YOUR GOAL
Retype precisely the section of the data that starts at the line containing "pixel 313 107." and runs to its final line, ends included.
### SOURCE DATA ###
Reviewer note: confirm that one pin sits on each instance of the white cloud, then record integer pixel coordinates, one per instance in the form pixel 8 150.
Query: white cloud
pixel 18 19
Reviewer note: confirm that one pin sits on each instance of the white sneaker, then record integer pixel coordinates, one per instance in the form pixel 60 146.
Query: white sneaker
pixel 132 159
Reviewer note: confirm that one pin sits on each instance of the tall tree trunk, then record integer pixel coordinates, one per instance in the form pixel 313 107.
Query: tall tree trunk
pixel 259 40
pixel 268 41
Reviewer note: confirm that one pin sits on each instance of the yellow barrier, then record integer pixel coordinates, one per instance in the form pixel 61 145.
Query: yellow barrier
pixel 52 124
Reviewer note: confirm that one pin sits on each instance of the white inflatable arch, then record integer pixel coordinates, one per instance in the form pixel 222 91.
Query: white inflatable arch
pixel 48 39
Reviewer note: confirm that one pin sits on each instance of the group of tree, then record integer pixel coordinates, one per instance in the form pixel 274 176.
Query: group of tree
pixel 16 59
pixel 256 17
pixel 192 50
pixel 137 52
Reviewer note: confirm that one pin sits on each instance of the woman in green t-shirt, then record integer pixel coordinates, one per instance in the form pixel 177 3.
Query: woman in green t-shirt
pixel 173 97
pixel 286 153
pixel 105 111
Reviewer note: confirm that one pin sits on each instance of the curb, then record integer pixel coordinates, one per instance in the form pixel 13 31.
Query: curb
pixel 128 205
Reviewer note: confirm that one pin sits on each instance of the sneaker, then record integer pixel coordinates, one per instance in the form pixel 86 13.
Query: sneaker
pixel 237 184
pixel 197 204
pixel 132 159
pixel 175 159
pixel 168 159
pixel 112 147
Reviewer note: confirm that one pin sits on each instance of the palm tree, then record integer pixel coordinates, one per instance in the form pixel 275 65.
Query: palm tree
###
EXERCISE RESPONSE
Reviewer note: confirm that one pin sits on each instance of the tall tree trunk, then record integer pixel coordinates, one per instance in the form pixel 313 107.
Query: tall tree trunk
pixel 259 40
pixel 268 41
Reviewer note: confirm that one pin sits on each instance of the yellow barrier, then record integer pixel coordinates, one per instance in the form pixel 61 145.
Query: yellow barrier
pixel 52 124
Reviewer note: confirm that one pin sits on each instance of the white inflatable arch, then record integer pixel coordinates, one per instance in the form pixel 222 91.
Query: white inflatable arch
pixel 48 39
Reviewer note: confirm that one pin sits on each instance of the group of tree, then record integer pixel coordinates, one per instance in the form pixel 274 176.
Query: group of tree
pixel 16 59
pixel 256 17
pixel 192 50
pixel 137 52
Reviewer note: confirm that one pin sits on each instance of the woman in green t-shirt, then record integer pixel coordinates, one per instance in the form pixel 177 3.
Query: woman in green t-shirt
pixel 173 97
pixel 286 153
pixel 105 111
Reviewer note: confirm that one pin sits on each instance of the curb, then record integer pixel coordinates, one per instance in the form pixel 13 31.
Query: curb
pixel 128 205
Reviewer note: confirm that one pin sits on each instance of the sneaker, then record integer pixel coordinates, one per instance in the form pixel 86 13.
Query: sneaker
pixel 237 184
pixel 197 204
pixel 132 159
pixel 175 159
pixel 168 159
pixel 112 147
Reviewer note: confirm that one pin sits on each instance of the palm tree, then record integer pixel coordinates, one per instance in the form pixel 275 65.
Query: palm tree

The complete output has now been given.